** Start Page **

Tegan, my son has been with the GF since they met at 15 - 23 now, she has decided he is the one for her, and we have been over to visit - it was lovely too visiting his first home.
I now have new hobbies, being a trustee of a local charity, working as a volunteer at a local theatre, even doing a bit in the garden, never had the time before at weekends.
Hi Jane well none of our family had been in before, so it was all very new. He is in the RN so always very far away - Portsmouth/Plymouth. However after 5 years and a posting to Afghanistan, he has had enough and is leaving. The Forces just aren't the same as previously, morale seems to be quite low I hear. He say he doesn't regret the experiences he's had, but wants to settle in one area now.
I wouldn't recommend it, but of course, you have to let them do what they want to and find out for themselves. Lets hope your son chooses something else eventually, for your sake.
Sunflowersuffolk, I am in Suffolk. My son is playing with the idea of going into the forces too. My husband's family are all forces, my husband is trying to dissuade him but my inlaws keep on sending him brochures! You know what it's like round here - you can't escape it.
Tegan, my son disappearing is another concern! He is rubbish at contacting me when he is away. He isn't like most teenagers, constantly on facebook or emailing or texting. He can go for weeks without checking. He forgets to charge his phone, too. I'll probably have to go back to good old pen and paper!
My daughter and her family come to stay at Easter, Christmas and August bank holiday. It's hard work but I try to cook everything in advance and freeze it so that I can spend more time just enjoying playing with the babies and talking to them all. Apart from stacking the dishwasher and keeping on top of the washing, no housework is done while they are here. I want my son and daughter to stay in contact with each other, not just with me. I have seen so many siblings drift apart, that too must be hard for parents to bear.
My friend has four daughters, all of whom live nearby and with several young children between them. She feels a bit overwhelmed at times and can't understand why I feel so low. She would like a smaller house so that she can't have so many people to stay at once and doesn't have to host so many family gatherings. She loves them all dearly but I can still remember the shock I was in years ago when my daughter told me that she was going to move to the other end of the country. It's like a freezeframe moment - one of those moments such as seeing the twin towers burning, Diana's death, when everything seems to slow down.

** End Page **

**Stated task a:** Rewrite the records starting at the line that contains "the clear sky" and ending at the line that contains "[0,69,72,93]", replacing "occurrence" with "instance" everywhere in that span and leaving all else unchanged.
The text and the records were taken from unrelated sources.

** Start Provided information **

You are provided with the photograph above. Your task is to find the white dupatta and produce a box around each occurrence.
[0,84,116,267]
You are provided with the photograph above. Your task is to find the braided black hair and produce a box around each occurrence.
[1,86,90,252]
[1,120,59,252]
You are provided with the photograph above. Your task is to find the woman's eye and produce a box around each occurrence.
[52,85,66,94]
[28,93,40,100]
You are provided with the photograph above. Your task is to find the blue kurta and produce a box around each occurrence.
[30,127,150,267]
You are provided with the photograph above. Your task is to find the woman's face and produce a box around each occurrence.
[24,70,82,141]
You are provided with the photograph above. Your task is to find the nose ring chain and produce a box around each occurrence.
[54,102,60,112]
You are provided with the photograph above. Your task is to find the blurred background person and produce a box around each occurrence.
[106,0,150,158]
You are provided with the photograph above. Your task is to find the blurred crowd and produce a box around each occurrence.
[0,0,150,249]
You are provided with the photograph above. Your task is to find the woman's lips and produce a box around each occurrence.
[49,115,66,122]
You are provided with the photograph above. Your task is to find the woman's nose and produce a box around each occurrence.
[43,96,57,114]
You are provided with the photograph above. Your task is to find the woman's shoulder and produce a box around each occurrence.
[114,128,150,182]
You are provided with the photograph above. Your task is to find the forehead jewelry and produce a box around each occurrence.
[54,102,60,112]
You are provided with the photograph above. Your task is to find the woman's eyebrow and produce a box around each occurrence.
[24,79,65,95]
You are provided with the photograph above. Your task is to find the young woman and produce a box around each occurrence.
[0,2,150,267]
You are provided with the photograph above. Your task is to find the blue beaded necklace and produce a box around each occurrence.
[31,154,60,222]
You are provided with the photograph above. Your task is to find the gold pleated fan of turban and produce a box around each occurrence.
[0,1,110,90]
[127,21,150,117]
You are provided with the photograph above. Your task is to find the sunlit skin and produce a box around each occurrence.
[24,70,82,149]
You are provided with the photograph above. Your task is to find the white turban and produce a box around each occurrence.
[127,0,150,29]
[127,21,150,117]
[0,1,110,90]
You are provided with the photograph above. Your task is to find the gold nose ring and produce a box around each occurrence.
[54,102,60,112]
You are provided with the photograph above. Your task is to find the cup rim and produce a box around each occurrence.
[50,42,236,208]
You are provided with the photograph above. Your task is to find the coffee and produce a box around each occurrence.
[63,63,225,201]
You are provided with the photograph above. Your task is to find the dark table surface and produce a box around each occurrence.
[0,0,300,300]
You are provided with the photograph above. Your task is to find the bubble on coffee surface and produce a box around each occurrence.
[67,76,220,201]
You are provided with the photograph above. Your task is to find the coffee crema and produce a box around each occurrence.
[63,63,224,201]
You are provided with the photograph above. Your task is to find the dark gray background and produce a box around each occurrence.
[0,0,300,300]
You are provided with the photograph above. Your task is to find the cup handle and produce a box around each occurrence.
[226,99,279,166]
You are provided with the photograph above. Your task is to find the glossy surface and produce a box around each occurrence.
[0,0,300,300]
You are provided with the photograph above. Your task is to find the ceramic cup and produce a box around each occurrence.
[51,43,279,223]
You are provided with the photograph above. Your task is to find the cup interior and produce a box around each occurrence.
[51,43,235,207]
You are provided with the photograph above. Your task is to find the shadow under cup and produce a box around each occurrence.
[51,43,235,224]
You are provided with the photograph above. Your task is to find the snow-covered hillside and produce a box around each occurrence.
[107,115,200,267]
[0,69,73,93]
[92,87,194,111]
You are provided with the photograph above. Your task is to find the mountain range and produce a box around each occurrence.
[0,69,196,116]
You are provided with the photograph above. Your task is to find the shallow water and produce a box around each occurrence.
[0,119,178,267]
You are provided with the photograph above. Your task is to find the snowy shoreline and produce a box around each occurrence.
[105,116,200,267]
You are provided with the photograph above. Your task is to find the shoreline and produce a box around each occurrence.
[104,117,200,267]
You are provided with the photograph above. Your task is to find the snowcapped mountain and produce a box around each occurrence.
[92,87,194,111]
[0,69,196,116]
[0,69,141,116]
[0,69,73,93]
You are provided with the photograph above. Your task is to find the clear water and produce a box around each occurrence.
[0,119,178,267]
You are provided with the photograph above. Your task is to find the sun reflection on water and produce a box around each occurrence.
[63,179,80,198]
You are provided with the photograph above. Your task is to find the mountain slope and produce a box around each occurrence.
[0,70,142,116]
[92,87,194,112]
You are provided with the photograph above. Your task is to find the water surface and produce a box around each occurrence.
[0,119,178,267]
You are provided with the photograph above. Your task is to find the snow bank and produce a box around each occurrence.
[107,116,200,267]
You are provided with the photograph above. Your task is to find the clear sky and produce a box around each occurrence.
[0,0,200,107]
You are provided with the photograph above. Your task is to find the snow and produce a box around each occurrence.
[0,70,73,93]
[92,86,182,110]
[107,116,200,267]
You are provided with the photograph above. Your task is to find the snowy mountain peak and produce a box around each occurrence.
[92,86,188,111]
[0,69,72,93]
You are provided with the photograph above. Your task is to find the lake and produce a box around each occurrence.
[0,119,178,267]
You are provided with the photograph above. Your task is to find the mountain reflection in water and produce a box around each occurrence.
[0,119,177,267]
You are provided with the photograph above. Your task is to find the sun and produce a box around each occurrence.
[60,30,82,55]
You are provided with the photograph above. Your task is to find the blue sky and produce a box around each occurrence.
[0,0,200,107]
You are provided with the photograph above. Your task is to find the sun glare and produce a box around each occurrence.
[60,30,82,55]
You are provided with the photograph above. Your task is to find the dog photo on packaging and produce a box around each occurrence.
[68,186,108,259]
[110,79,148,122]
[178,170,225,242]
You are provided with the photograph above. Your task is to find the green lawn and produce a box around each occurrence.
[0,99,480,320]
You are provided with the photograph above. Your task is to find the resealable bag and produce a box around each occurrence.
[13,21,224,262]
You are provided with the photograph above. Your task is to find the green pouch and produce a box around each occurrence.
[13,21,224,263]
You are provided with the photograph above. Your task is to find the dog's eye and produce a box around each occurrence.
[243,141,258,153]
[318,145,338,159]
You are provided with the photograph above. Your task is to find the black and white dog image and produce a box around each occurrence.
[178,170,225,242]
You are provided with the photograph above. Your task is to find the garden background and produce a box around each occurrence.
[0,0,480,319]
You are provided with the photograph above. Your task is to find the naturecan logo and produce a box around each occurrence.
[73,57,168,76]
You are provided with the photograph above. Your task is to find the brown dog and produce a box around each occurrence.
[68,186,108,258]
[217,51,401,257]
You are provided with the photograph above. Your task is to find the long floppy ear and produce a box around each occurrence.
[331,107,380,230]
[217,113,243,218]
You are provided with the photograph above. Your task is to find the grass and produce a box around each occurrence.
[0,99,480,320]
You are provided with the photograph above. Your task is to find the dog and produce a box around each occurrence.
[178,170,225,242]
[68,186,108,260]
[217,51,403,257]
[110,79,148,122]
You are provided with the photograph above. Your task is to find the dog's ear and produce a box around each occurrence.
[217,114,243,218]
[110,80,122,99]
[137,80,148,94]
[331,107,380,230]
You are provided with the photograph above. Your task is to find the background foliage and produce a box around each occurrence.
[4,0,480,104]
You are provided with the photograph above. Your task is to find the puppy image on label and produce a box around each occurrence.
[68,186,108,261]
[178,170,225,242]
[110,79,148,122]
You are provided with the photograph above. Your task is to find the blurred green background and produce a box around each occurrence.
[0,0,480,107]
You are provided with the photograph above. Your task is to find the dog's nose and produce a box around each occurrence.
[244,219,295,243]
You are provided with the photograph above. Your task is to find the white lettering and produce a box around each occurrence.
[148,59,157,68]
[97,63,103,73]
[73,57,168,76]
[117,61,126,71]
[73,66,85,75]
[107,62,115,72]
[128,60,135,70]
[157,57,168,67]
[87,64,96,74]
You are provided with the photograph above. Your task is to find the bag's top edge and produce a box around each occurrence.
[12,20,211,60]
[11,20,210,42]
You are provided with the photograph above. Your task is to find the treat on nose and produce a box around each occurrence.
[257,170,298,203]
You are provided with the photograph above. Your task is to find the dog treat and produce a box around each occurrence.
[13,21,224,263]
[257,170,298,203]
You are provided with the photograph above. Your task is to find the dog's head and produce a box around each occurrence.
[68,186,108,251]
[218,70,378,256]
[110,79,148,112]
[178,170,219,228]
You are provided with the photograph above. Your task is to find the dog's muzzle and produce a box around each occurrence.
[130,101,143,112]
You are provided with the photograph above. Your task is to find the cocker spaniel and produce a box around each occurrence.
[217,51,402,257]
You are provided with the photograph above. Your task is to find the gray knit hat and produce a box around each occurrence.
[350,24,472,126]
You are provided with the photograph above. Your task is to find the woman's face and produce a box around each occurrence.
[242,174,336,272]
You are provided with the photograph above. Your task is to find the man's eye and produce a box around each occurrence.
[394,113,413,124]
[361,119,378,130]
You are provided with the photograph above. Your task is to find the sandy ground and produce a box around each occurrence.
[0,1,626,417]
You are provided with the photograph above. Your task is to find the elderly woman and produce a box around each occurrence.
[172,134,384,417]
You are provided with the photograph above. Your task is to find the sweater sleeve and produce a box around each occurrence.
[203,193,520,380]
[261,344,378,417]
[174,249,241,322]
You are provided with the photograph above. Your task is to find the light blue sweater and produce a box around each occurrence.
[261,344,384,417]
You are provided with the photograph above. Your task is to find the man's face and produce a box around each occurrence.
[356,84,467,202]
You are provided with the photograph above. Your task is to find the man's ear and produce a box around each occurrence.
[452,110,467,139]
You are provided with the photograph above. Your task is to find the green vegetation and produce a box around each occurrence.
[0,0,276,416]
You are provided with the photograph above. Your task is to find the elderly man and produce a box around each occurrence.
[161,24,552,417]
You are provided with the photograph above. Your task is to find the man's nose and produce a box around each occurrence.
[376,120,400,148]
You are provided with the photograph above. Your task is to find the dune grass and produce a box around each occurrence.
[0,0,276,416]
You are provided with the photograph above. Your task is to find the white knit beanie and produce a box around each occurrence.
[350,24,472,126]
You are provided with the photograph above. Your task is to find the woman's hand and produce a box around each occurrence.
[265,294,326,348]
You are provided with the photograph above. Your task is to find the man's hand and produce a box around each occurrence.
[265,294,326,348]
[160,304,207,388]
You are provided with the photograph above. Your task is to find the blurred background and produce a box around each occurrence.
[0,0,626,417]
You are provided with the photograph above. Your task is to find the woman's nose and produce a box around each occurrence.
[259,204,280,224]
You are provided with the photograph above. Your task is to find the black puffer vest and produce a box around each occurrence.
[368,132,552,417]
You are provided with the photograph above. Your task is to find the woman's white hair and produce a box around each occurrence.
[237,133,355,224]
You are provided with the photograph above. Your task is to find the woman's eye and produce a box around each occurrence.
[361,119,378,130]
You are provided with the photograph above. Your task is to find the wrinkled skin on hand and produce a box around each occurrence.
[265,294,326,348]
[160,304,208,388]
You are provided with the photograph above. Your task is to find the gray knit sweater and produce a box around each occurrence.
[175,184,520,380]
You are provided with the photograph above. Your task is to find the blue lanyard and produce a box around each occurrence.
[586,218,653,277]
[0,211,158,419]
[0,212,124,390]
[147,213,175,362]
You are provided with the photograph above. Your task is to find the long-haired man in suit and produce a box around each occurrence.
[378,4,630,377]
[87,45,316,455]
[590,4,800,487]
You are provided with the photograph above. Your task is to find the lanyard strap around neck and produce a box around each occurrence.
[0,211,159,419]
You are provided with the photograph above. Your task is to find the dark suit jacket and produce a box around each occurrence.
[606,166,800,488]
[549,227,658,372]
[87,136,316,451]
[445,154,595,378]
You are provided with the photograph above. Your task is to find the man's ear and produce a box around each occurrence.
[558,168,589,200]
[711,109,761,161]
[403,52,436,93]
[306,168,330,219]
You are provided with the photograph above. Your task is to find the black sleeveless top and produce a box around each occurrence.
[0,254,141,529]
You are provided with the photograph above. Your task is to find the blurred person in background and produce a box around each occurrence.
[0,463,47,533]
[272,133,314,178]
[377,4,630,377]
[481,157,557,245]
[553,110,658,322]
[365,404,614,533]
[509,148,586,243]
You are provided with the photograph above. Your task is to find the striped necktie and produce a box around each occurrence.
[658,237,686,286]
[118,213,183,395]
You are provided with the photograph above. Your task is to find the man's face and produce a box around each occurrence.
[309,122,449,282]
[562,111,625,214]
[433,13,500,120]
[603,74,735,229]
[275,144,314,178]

** End Provided information **

**Stated task b:** In the post about grown children, turn the paragraph beginning "My daughter and her family come to stay" into a short bulleted list that keeps its main facts.

**Task solution a:**
You are provided with the photograph above. Your task is to find the clear sky and produce a box around each instance.
[0,0,200,107]
You are provided with the photograph above. Your task is to find the snow and produce a box around each instance.
[0,70,73,93]
[92,86,182,110]
[107,116,200,267]
You are provided with the photograph above. Your task is to find the snowy mountain peak and produce a box around each instance.
[92,86,188,111]
[0,69,72,93]

**Task solution b:**
- The daughter and her family stay at Easter, Christmas and August bank holiday.
- The meals are cooked ahead and frozen, leaving more time to play with the babies and talk with everyone.
- Beyond stacking the dishwasher and keeping up with the washing, no housework is done during the visits.
- The writer wants the son and daughter to stay in touch with each other, having seen many siblings drift apart, which must also be hard for parents.